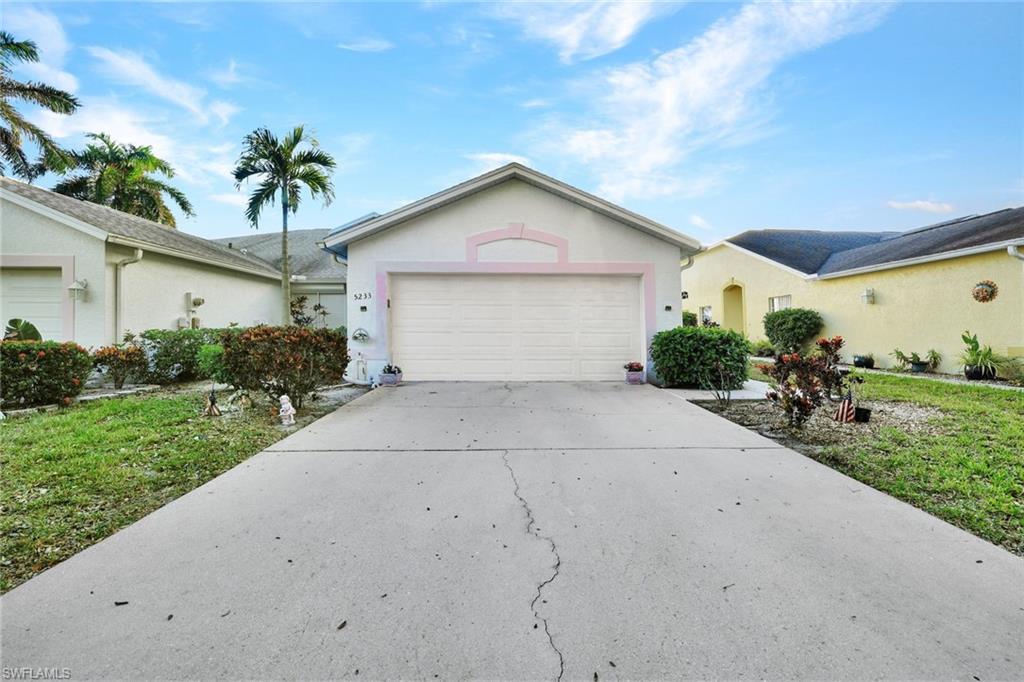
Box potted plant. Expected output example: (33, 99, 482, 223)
(852, 353, 875, 369)
(960, 331, 997, 381)
(379, 364, 402, 386)
(623, 361, 645, 385)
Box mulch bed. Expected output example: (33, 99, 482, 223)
(694, 398, 949, 455)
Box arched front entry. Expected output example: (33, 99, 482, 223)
(723, 284, 744, 333)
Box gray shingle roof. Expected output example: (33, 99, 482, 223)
(728, 230, 896, 274)
(818, 207, 1024, 275)
(213, 229, 345, 280)
(727, 207, 1024, 277)
(1, 178, 280, 277)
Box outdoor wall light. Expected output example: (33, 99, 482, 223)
(861, 288, 875, 305)
(68, 279, 88, 301)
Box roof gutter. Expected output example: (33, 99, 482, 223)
(1008, 244, 1024, 262)
(115, 248, 143, 340)
(317, 239, 347, 265)
(816, 239, 1024, 280)
(106, 235, 281, 281)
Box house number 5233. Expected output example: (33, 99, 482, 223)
(353, 292, 372, 301)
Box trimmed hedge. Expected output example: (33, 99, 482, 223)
(762, 308, 823, 353)
(196, 344, 230, 384)
(1, 340, 93, 408)
(93, 344, 147, 389)
(682, 311, 698, 327)
(220, 325, 348, 407)
(135, 328, 239, 383)
(650, 326, 749, 389)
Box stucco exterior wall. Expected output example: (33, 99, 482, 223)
(346, 178, 685, 379)
(109, 244, 282, 337)
(683, 245, 1024, 373)
(0, 199, 108, 347)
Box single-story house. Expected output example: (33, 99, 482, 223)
(0, 177, 285, 347)
(213, 229, 347, 329)
(683, 207, 1024, 373)
(322, 162, 701, 383)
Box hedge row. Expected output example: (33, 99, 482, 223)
(1, 341, 93, 408)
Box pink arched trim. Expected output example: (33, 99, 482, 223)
(465, 223, 569, 263)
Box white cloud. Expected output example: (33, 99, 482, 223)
(465, 152, 531, 172)
(337, 37, 394, 52)
(544, 1, 891, 201)
(209, 193, 248, 208)
(521, 98, 550, 109)
(86, 46, 238, 126)
(208, 59, 242, 87)
(33, 97, 178, 162)
(2, 7, 79, 92)
(886, 199, 955, 214)
(689, 214, 713, 231)
(210, 101, 241, 127)
(493, 1, 677, 63)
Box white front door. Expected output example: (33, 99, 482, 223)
(390, 273, 643, 381)
(0, 267, 64, 340)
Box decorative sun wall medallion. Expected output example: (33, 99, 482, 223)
(972, 280, 998, 303)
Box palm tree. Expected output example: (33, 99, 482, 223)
(53, 133, 194, 227)
(233, 126, 336, 322)
(0, 31, 79, 179)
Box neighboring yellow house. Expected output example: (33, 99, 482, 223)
(683, 208, 1024, 374)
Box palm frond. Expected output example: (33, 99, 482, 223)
(245, 178, 279, 227)
(2, 80, 78, 114)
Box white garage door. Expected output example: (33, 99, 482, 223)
(391, 274, 643, 381)
(0, 268, 64, 340)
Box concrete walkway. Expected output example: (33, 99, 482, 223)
(2, 382, 1021, 680)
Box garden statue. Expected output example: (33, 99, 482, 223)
(278, 394, 296, 426)
(202, 385, 221, 417)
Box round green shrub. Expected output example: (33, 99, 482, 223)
(762, 308, 823, 353)
(1, 340, 93, 408)
(650, 326, 750, 389)
(681, 311, 698, 327)
(196, 344, 230, 384)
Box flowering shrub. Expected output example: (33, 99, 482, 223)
(623, 361, 644, 372)
(650, 326, 749, 389)
(220, 325, 348, 407)
(759, 336, 848, 426)
(759, 352, 827, 428)
(93, 344, 147, 389)
(813, 335, 846, 401)
(0, 340, 92, 408)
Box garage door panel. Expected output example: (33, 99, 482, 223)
(0, 268, 64, 341)
(391, 274, 642, 381)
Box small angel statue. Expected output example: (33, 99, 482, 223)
(278, 394, 296, 426)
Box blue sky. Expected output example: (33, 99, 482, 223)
(5, 1, 1022, 242)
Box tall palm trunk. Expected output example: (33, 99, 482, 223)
(280, 185, 291, 323)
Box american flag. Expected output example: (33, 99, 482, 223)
(833, 390, 855, 423)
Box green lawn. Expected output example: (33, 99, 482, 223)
(0, 392, 341, 593)
(722, 372, 1024, 554)
(832, 374, 1024, 553)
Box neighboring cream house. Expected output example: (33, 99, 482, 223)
(0, 178, 284, 348)
(214, 229, 347, 329)
(323, 163, 702, 383)
(683, 208, 1024, 373)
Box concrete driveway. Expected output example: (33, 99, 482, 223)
(2, 383, 1022, 680)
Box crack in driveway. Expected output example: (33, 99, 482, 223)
(501, 450, 565, 682)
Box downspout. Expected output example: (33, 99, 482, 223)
(115, 248, 143, 341)
(1009, 244, 1024, 262)
(680, 255, 695, 272)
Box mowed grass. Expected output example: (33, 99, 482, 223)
(0, 393, 320, 593)
(816, 374, 1024, 554)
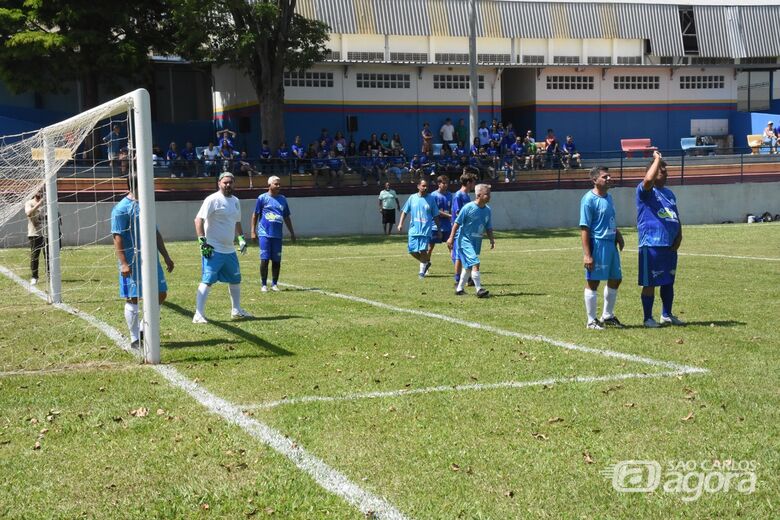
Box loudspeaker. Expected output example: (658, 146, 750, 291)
(346, 115, 358, 133)
(238, 116, 251, 134)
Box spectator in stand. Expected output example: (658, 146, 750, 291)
(470, 137, 481, 156)
(454, 140, 466, 157)
(259, 140, 272, 174)
(219, 141, 234, 172)
(544, 129, 559, 168)
(510, 136, 525, 173)
(291, 136, 305, 174)
(152, 144, 164, 167)
(421, 122, 433, 154)
(319, 128, 333, 150)
(390, 132, 405, 155)
(485, 140, 500, 180)
(436, 145, 453, 177)
(357, 139, 369, 155)
(763, 121, 776, 154)
(358, 151, 378, 187)
(490, 122, 503, 146)
(440, 118, 456, 147)
(181, 141, 198, 177)
(103, 124, 126, 169)
(326, 150, 347, 188)
(478, 120, 490, 147)
(166, 141, 184, 178)
(525, 130, 535, 145)
(455, 118, 468, 145)
(500, 147, 514, 182)
(217, 129, 236, 151)
(367, 133, 382, 154)
(238, 151, 259, 188)
(386, 150, 410, 182)
(502, 123, 516, 152)
(409, 153, 430, 183)
(523, 136, 538, 170)
(379, 132, 392, 154)
(276, 140, 291, 175)
(202, 142, 219, 177)
(562, 135, 581, 170)
(310, 150, 328, 187)
(333, 131, 347, 156)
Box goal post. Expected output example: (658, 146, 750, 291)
(1, 88, 162, 364)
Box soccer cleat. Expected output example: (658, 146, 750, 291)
(260, 285, 268, 292)
(231, 308, 253, 319)
(192, 313, 208, 324)
(271, 285, 280, 292)
(418, 273, 426, 279)
(601, 316, 625, 329)
(423, 261, 432, 275)
(467, 278, 475, 287)
(30, 278, 37, 285)
(643, 318, 661, 328)
(586, 320, 605, 330)
(455, 289, 465, 296)
(476, 288, 490, 298)
(660, 314, 685, 326)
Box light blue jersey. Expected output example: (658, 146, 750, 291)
(401, 193, 437, 238)
(254, 192, 290, 239)
(454, 202, 492, 268)
(579, 191, 617, 240)
(636, 183, 680, 247)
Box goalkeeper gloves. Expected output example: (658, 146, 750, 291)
(198, 237, 214, 258)
(237, 235, 247, 255)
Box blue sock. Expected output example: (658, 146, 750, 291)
(641, 294, 655, 321)
(454, 274, 460, 283)
(660, 284, 674, 317)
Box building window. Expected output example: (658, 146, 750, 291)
(435, 53, 469, 63)
(478, 53, 511, 64)
(432, 74, 485, 89)
(679, 75, 725, 89)
(347, 51, 384, 62)
(389, 52, 427, 63)
(588, 56, 612, 65)
(546, 75, 594, 90)
(355, 73, 411, 89)
(613, 75, 660, 90)
(616, 56, 642, 65)
(553, 56, 580, 64)
(324, 51, 341, 61)
(283, 71, 334, 88)
(522, 55, 545, 64)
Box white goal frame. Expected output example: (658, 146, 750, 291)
(40, 89, 161, 363)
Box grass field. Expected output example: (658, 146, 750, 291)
(1, 223, 778, 519)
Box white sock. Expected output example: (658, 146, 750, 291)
(229, 283, 241, 312)
(584, 288, 598, 323)
(471, 270, 482, 290)
(124, 302, 139, 342)
(196, 283, 211, 316)
(419, 262, 427, 275)
(603, 286, 618, 320)
(456, 268, 471, 291)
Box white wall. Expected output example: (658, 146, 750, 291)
(2, 183, 778, 248)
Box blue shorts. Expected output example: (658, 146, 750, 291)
(408, 236, 430, 253)
(259, 236, 283, 262)
(585, 238, 622, 281)
(456, 237, 483, 268)
(201, 251, 242, 285)
(638, 246, 677, 287)
(451, 244, 460, 264)
(118, 259, 167, 299)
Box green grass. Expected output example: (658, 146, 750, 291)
(1, 223, 778, 518)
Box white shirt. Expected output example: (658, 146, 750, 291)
(196, 191, 241, 254)
(440, 123, 455, 141)
(202, 147, 219, 162)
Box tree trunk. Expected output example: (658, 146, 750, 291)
(256, 70, 285, 150)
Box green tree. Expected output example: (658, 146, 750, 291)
(0, 0, 173, 110)
(172, 0, 329, 148)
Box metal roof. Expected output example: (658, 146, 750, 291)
(298, 0, 780, 58)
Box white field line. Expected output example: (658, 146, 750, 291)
(0, 264, 410, 520)
(242, 369, 698, 410)
(280, 283, 708, 375)
(0, 362, 134, 379)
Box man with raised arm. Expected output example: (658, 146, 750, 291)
(579, 166, 625, 329)
(193, 172, 251, 323)
(251, 175, 296, 292)
(111, 174, 174, 349)
(637, 150, 684, 328)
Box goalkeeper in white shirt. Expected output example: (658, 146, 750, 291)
(193, 172, 252, 323)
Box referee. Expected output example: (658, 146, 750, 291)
(378, 182, 400, 235)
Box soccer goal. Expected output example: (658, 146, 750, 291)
(0, 89, 163, 364)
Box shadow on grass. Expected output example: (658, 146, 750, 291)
(164, 338, 242, 349)
(162, 301, 294, 357)
(680, 320, 746, 328)
(489, 292, 547, 298)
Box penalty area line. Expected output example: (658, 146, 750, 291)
(280, 283, 708, 375)
(0, 264, 411, 520)
(242, 369, 702, 411)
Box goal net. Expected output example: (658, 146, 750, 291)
(0, 89, 162, 369)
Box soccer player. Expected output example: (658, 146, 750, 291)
(397, 179, 439, 279)
(250, 175, 297, 292)
(579, 166, 625, 329)
(451, 168, 477, 286)
(428, 175, 453, 265)
(637, 151, 684, 327)
(447, 183, 495, 298)
(378, 182, 400, 235)
(111, 174, 175, 349)
(25, 190, 47, 285)
(193, 172, 251, 323)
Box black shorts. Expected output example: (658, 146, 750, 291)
(382, 208, 396, 224)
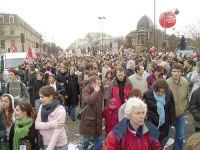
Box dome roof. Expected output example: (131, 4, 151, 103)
(137, 15, 153, 30)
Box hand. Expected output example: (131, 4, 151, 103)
(27, 87, 29, 90)
(61, 83, 64, 86)
(78, 95, 80, 98)
(65, 95, 68, 99)
(57, 119, 64, 129)
(94, 85, 100, 92)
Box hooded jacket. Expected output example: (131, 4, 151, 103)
(103, 118, 161, 150)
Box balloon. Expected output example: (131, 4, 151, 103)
(129, 48, 131, 51)
(59, 50, 61, 55)
(132, 50, 135, 53)
(159, 11, 176, 28)
(150, 48, 155, 53)
(152, 46, 155, 50)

• EXERCISE OBJECTIVE
From the line holding "Box soccer goal." to the final line of the data above, give each line again exactly, both ends included, and drop the pictures.

• WORKED SOLUTION
Box soccer goal. Expected output example: (658, 146, 750, 291)
(0, 89, 163, 364)
Box shadow on grass. Expected output example: (658, 146, 750, 291)
(164, 338, 242, 349)
(162, 301, 294, 357)
(680, 320, 746, 328)
(489, 292, 547, 298)
Box penalty area line. Expected output example: (658, 146, 750, 291)
(280, 283, 708, 375)
(0, 264, 411, 520)
(242, 369, 702, 411)
Box goal net. Expected output example: (658, 146, 750, 291)
(0, 89, 162, 369)
Box soccer player. Expected output example: (658, 146, 750, 291)
(397, 179, 439, 279)
(250, 175, 297, 292)
(579, 166, 625, 329)
(451, 168, 477, 286)
(428, 175, 453, 265)
(637, 151, 684, 327)
(447, 183, 495, 298)
(378, 182, 400, 235)
(111, 174, 175, 349)
(25, 190, 47, 285)
(193, 172, 251, 323)
Box black shorts. Expected output example: (658, 146, 750, 291)
(382, 208, 396, 224)
Box dome roof. Expected output example: (131, 4, 151, 103)
(137, 15, 153, 30)
Box hand. Expected output example: (131, 4, 151, 103)
(27, 87, 29, 90)
(61, 83, 64, 86)
(78, 95, 80, 98)
(65, 95, 68, 99)
(57, 119, 64, 129)
(94, 85, 100, 92)
Box hooded jacket. Expected output example: (131, 4, 151, 103)
(103, 118, 161, 150)
Box balloon. Expected output example: (131, 4, 151, 103)
(129, 48, 131, 51)
(59, 50, 61, 55)
(132, 50, 135, 53)
(159, 11, 176, 28)
(150, 48, 155, 53)
(152, 46, 155, 50)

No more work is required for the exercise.